■ Natural language region descriptions
§ §

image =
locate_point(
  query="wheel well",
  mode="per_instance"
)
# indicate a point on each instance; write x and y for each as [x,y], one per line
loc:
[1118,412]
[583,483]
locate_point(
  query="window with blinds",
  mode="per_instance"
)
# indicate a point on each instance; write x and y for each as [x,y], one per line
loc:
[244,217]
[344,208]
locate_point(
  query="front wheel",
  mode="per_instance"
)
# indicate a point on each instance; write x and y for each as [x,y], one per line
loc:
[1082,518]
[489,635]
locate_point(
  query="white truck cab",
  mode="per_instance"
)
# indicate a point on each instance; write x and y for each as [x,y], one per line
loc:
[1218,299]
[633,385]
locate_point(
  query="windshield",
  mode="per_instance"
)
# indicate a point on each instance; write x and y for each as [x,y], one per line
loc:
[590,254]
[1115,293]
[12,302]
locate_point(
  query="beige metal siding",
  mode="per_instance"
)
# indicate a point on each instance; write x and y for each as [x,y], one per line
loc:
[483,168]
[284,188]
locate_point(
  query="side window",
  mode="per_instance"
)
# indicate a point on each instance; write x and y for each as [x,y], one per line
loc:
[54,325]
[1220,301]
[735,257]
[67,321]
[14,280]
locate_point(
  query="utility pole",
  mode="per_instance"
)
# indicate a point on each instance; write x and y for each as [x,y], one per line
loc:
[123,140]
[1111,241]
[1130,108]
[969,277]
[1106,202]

§ §

■ How to complete this task
Word for word, give back the data shown above.

■ Answer section
image =
locate_point(
  query="wheel well",
  mode="per_instance"
)
# indicate a point on each instance; write x and y for each as [x,y], one per line
loc:
[1118,412]
[583,483]
locate_point(
  query="window with blinds",
  mode="per_instance"
)
# indicate a point on each instance; write x and y for each as [x,y], one per line
loc:
[244,217]
[344,208]
locate_point(
  query="front wheel",
  mode="per_instance"
)
# indicate a point on each instance; write x and y for each as [x,y], one per line
loc:
[1082,518]
[489,635]
locate_point(
  query="white truck cab",
  mode="per_instance"
)
# indicate a point on each instance; write x and y for each as [x,y], one per line
loc:
[1218,299]
[633,385]
locate_point(
  query="windshield",
  mode="per_instance"
)
# indicate a point on each instance; write x and y for each as [x,y], one per line
loc:
[590,254]
[1115,293]
[12,302]
locate_point(
  query="beige metal siding",
  mode="per_instance"
)
# indicate a point on each instance; write x and y for each as [x,y], one per line
loc:
[483,168]
[284,188]
locate_point(
  query="side window",
  mode="per_instance"
)
# indicate a point on each instance; write x and y for each as [x,y], one per line
loc:
[54,325]
[1220,301]
[735,257]
[67,321]
[14,280]
locate_point(
  query="utility pole",
  mode="per_instance"
)
# indicate a point on each instance; write x and y for each as [x,y], one per line
loc:
[123,140]
[1111,241]
[1130,108]
[969,277]
[1106,202]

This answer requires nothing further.